* **Selected excerpt**:
__________________________________________________
In itself, research on photosensitizers isn’t something unprecedented. However, research on the molecules’ properties as applied to cancer cells is a unique result that no one published before us. It’s known that cancer cells’ properties are very different from those of healthy cells. 

Chlorin e6. Credit: freepatent.ru
Chlorin e6. Credit: freepatent.ru

One of the significant differences is the low pH of cancer cells, which can impact the physicochemical properties of any molecules or nanoparticles that are introduced into affected tissues. Guided by the fact that cancer cells have a low pH level, when working with such molecules scientists think about how to prevent photosensitizers from changing their properties – one way is to modify them by turning them into hybrid nanostructures.

What was important for us specifically was to study exactly how chlorin e6’s characteristics change in cancer cells – and we managed to register the spectra of molecules in cells and gage how the optical properties of molecules change in affected cells. The results were submitted to the SPIE conference in the Spectroscopy section of the Biophotonics track. Of course, I would’ve liked to discuss these results with colleagues from other countries and universities at the conference, as only a few research groups currently study photosensitizers’ properties.
__________________________________________________
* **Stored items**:
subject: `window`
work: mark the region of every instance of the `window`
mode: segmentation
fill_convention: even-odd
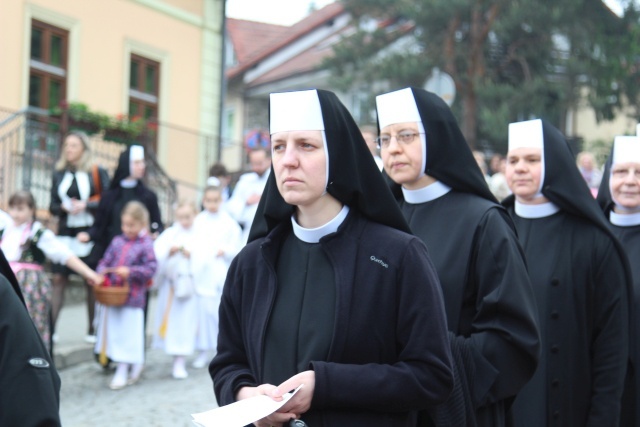
[[[157,122],[160,63],[131,54],[129,73],[129,117],[141,117]],[[148,136],[147,142],[156,151],[156,134],[148,133]]]
[[[29,105],[49,109],[66,99],[69,32],[31,21]]]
__________________________________________________
* **Task instructions**:
[1] According to the chlorin e6 passage, where were the results submitted?
[2] Write a continuation of the chlorin e6 passage, beginning after its final sentence.

* **Per-task answers**:
[1] To the SPIE conference, in the Spectroscopy section of the Biophotonics track.

[2]
International Research and Educational Center for Physics of Nanostructures
International Research and Educational Center for Physics of Nanostructures

And how would you rate the conference’s online format? To what degree does it substitute for face-to-face communication?

I believe that you shouldn’t be afraid of online conferences. If in the future, for some indefinite period of time, all scientific events are to be hosted in this format, I won’t mind participating in them. Of course, this doesn’t allow you to communicate with your colleagues face-to-face, but even in this case there are a couple of advantages. 

Firstly, this isn’t at all taxing financially – for example, the organizers of SPIE Photonics Europe 2020 even decided to revoke the registration fee, despite the opportunity for publishing your paper. Secondly, this is quite convenient, because you can stay at home and simultaneously communicate with other speakers – via email, comments and in other ways.

In my opinion, there is also another advantage in regard to those people who want to deliver a public report for the first time but are a little afraid to do that. It’s not a secret that public presentations sometimes are very stressful for some people, scientists included. I think that online conferences are a great opportunity to get some public speaking practice and tackle your fears. 

Antonina Dadadzhanova with her colleagues at the Ben-Gurion University of the Negev. Photo c/o Antonina Dadadzhanova
Antonina Dadadzhanova with her colleagues at the Ben-Gurion University of the Negev. Photo c/o Antonina Dadadzhanova

How did you get ITMO’s financial support?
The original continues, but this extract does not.